Stated problem:
Copy the rows below verbatim, line for line.

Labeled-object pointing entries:
^^^^^^^^

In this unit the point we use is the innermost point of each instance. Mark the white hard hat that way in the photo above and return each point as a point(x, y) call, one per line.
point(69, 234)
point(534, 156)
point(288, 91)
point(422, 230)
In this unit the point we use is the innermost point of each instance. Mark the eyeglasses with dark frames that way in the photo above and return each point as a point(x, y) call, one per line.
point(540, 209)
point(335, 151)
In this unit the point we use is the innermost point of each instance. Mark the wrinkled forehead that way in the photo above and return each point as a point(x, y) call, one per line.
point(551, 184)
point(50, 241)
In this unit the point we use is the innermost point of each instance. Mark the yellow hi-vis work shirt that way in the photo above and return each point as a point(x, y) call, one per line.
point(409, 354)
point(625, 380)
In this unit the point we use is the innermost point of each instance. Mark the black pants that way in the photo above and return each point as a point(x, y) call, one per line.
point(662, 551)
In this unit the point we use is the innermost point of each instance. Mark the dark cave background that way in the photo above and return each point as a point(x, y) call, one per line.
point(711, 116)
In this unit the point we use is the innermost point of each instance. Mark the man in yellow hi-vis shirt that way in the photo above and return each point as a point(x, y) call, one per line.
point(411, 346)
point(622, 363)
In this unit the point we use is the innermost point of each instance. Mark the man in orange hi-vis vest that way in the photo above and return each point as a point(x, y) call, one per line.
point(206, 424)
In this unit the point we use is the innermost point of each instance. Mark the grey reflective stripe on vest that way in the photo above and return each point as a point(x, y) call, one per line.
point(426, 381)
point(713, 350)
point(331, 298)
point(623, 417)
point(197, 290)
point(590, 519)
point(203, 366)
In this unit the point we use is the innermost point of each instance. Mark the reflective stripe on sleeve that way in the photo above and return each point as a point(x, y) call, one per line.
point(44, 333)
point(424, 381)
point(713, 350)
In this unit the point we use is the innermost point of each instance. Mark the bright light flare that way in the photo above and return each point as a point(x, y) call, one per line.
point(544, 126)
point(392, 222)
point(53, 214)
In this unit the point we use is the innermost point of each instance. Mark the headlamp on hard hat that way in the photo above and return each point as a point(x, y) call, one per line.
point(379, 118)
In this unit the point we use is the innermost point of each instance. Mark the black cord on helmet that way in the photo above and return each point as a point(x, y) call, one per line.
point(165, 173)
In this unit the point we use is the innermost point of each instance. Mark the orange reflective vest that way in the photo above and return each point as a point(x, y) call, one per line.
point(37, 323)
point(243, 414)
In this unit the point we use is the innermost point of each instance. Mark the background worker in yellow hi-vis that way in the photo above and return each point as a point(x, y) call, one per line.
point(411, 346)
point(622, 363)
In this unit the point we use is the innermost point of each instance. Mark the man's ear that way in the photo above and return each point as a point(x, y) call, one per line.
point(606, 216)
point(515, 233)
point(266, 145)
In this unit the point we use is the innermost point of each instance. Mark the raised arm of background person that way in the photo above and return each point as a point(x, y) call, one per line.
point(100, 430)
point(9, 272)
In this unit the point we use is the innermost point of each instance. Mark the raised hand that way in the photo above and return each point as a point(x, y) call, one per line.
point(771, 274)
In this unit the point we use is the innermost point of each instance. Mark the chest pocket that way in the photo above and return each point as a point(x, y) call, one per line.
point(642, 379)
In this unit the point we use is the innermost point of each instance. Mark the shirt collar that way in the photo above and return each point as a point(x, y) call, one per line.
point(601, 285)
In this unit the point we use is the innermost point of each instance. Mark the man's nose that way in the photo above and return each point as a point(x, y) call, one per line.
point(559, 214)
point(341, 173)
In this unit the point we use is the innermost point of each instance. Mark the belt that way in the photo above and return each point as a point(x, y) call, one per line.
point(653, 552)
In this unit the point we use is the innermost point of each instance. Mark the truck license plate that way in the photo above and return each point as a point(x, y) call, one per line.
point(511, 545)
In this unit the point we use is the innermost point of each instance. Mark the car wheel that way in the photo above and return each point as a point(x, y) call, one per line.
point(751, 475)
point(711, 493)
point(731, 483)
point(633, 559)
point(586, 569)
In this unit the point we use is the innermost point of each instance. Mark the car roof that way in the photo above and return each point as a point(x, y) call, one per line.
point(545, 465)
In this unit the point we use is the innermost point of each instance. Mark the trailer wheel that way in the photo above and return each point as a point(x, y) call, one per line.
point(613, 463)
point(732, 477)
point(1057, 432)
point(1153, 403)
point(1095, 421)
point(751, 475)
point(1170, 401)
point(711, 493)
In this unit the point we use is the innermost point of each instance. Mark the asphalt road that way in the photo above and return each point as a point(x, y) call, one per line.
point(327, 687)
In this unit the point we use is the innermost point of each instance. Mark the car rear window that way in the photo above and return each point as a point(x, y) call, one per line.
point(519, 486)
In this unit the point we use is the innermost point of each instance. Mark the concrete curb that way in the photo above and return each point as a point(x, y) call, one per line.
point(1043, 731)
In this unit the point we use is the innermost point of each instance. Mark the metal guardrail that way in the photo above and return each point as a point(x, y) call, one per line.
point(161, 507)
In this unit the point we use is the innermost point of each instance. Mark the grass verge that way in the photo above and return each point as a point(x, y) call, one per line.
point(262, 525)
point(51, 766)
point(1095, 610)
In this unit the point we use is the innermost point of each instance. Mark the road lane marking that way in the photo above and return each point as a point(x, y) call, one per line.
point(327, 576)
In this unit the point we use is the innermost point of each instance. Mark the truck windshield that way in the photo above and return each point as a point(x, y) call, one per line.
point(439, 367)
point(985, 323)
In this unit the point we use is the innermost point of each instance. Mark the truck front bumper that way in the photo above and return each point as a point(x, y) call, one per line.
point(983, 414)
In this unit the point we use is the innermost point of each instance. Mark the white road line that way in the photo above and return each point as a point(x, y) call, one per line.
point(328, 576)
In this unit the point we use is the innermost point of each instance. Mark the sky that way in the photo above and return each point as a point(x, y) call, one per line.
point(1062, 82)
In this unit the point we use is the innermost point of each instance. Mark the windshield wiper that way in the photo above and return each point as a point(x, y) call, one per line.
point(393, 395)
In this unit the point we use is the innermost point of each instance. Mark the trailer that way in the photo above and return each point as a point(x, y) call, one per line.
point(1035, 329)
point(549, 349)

^^^^^^^^

Exercise result:
In this unit the point we use is the innermost point of each instance. Mark the white hard hat that way in the photo above and return each point as a point(x, y) call, one per line.
point(69, 234)
point(534, 156)
point(288, 91)
point(422, 230)
In this unit the point we use is the innermost point of each instance. Mark the eyeglasses with dark frames that way in the photo above and return each point as a point(x, y) call, one per line.
point(540, 209)
point(335, 151)
In this unit the point we use is the innermost point of each instance. Mark the wrinkled forehead that way in the photo above and return each point as a point(x, y) call, one per line.
point(551, 184)
point(50, 241)
In this unit the point we use is the innermost point of each instance. Mark the yellow hi-vis work shirt that way in the photo above and return each point as a point(x, y) call, one per line.
point(409, 354)
point(625, 380)
In this unit the point we use is the innermost point of each instance. Mark the black pants that way in the photo above and return each point as a point(x, y) call, one per line.
point(662, 551)
In this unit the point we use is the innermost point of each instance. Mark the dark cave background that way in the photo above and return each point as a point(x, y) call, one per line.
point(711, 116)
In this unit the point we use is the innermost point of each instance. Mark the man in yellow hi-vis shirt that way in the photo above and return each point as a point(x, y) call, one per line.
point(411, 346)
point(622, 363)
In this unit the point we use is the innermost point of each instance. Mark the man in orange hi-vis vest that way in the photo above and return each point as a point(x, y) call, one per line.
point(206, 424)
In this unit the point we use is the innermost point of each instance. Mark the grey reflective stripe on vest that way in the photo above and return each point as a point(x, y) call, one per line.
point(426, 381)
point(713, 350)
point(331, 298)
point(623, 417)
point(197, 290)
point(590, 519)
point(203, 366)
In this unit the point we use is the innermost point of each instance. Mark the reflective stripe on sleeve that way in the photo above and return each point as a point(x, y) call, one per line.
point(44, 333)
point(424, 381)
point(713, 350)
In this unit the point we use is the innermost point of each instance. Mark the bright light flare that way in the photo above and return each point as a point(x, y) call, one per line.
point(544, 126)
point(392, 222)
point(53, 214)
In this unit the point we use is the innermost point of each instance. Mark the headlamp on hard hat that way in the photo above and return each point as a point(x, y) call, one per line.
point(379, 118)
In this unit the point we use is the innermost point of each instance. Mark the black cord on helmet that way in the photo above and return each point as a point(x, y) call, one per line.
point(165, 173)
In this unit the point we use is the innermost point of each instance. Mark the orange reflective vest that way in the photo above and return each point as a point(x, y) call, one per line.
point(37, 323)
point(243, 414)
In this unit the point we use is the innermost point of each instance. Mark the background worker in yellow hi-vis that way in the photo above and return each point as a point(x, y) call, one per line.
point(411, 346)
point(622, 363)
In this unit the point we use is the innermost point of each instance. Mark the man's ear that way in the photo above and return each point as a point(x, y) call, one per line.
point(606, 216)
point(515, 233)
point(266, 145)
In this unit the point we use is the innermost point of each instance. Mark the raised arm of background person that way in the photo above and return each point as a point(x, y) call, one per line.
point(100, 430)
point(9, 272)
In this unit the point we use is the innermost point of each instance. Mark the raised hand that way in the photo above and return each point as a point(x, y) call, one per line.
point(771, 274)
In this unit the point we use is the innermost point of each instance. Mark the chest pocket that way in the photo above and return each point as a point(x, y) call, one per line.
point(642, 379)
In this unit the point we use is the innermost point of each instance. Mark the shirt collar that way in the photo above and return each point as a point(x, y) call, one per line.
point(601, 285)
In this unit the point we use is the innermost point of each instance. Mark the man's nose that way in the photo above and return each point as a point(x, y) call, one per line.
point(559, 214)
point(341, 173)
In this unit the point we use is the innermost point of each instance. Mark the belt that way in the photo above and return each point as a point(x, y) call, one per line.
point(653, 552)
In this unit the point we use is the innermost point of each instance. Mark the truck license plate that way in the photo above and return each point as a point(x, y) call, one per line.
point(511, 545)
In this unit the point we use is the innermost point of each instance. Mark the car wheel that way in the photo above and return each point as a point(x, y) call, one per line.
point(751, 475)
point(711, 493)
point(731, 483)
point(633, 559)
point(586, 569)
In this unit the point we use is the innermost point of each instance. Mark the car roof that way in the photo above and return each point as a point(x, y) call, one per line.
point(545, 465)
In this unit the point we use is the innermost point of each instance. Mark the trailer wheel that way in the photo above and return each point as a point(x, y) call, one per line.
point(613, 463)
point(732, 477)
point(1057, 432)
point(1153, 403)
point(1095, 421)
point(751, 475)
point(1170, 401)
point(711, 493)
In this unit the point we use is the innermost point of each instance. Mark the asphalt road that way in the photo above and return each point as a point(x, y) call, one per line.
point(327, 687)
In this unit the point we use is the innermost point of each instance. Mark the car rear window that way in the photo above and return each point as a point(x, y) call, one per line.
point(519, 486)
In this unit the point we use is the innermost point of each instance. Mark the concrete curb that way in the photo above and return each point as a point(x, y) call, one per line.
point(1043, 731)
In this unit the point we use is the innermost point of each instance. Mark the metal guardrail that way in the photo above and return each point as a point(x, y) call, one per line.
point(161, 507)
In this unit the point we use is the innermost point of each instance. Mark the grass verge that way in the photo above and return each point as a point(x, y) call, one per line.
point(262, 525)
point(51, 766)
point(1095, 610)
In this unit the point we use is the innermost point of each instance. Mark the road lane marking that way in the photo above and return each point as a point(x, y) call, one per line.
point(327, 576)
In this unit the point we use is the innermost point of each instance. Mark the truck windshield that way in the photo above and return each point as a point(x, y) call, one per line.
point(439, 367)
point(985, 323)
In this unit the point we use is the innermost point of each instance. Mark the truck front bumper that way in the photo above and return each point as a point(x, y) call, one per line.
point(983, 414)
In this unit the point we use is the innermost point of each instance. Mark the white road line that way in the photo above and return each point as a point(x, y) call, one per line.
point(328, 576)
In this unit the point we use is the innermost point of each instance. Mark the sky that way in the photo above and return each point as a point(x, y) call, one per line.
point(1062, 82)
In this unit the point we use is the innermost point of each instance. Mark the windshield wiper that way in the photo above and return each point as a point(x, y) call, one per line.
point(393, 395)
In this unit the point we use is the innermost point of each instance. Mark the trailer that way in the photo above and return each point as a point(x, y) call, one per line.
point(1035, 329)
point(549, 349)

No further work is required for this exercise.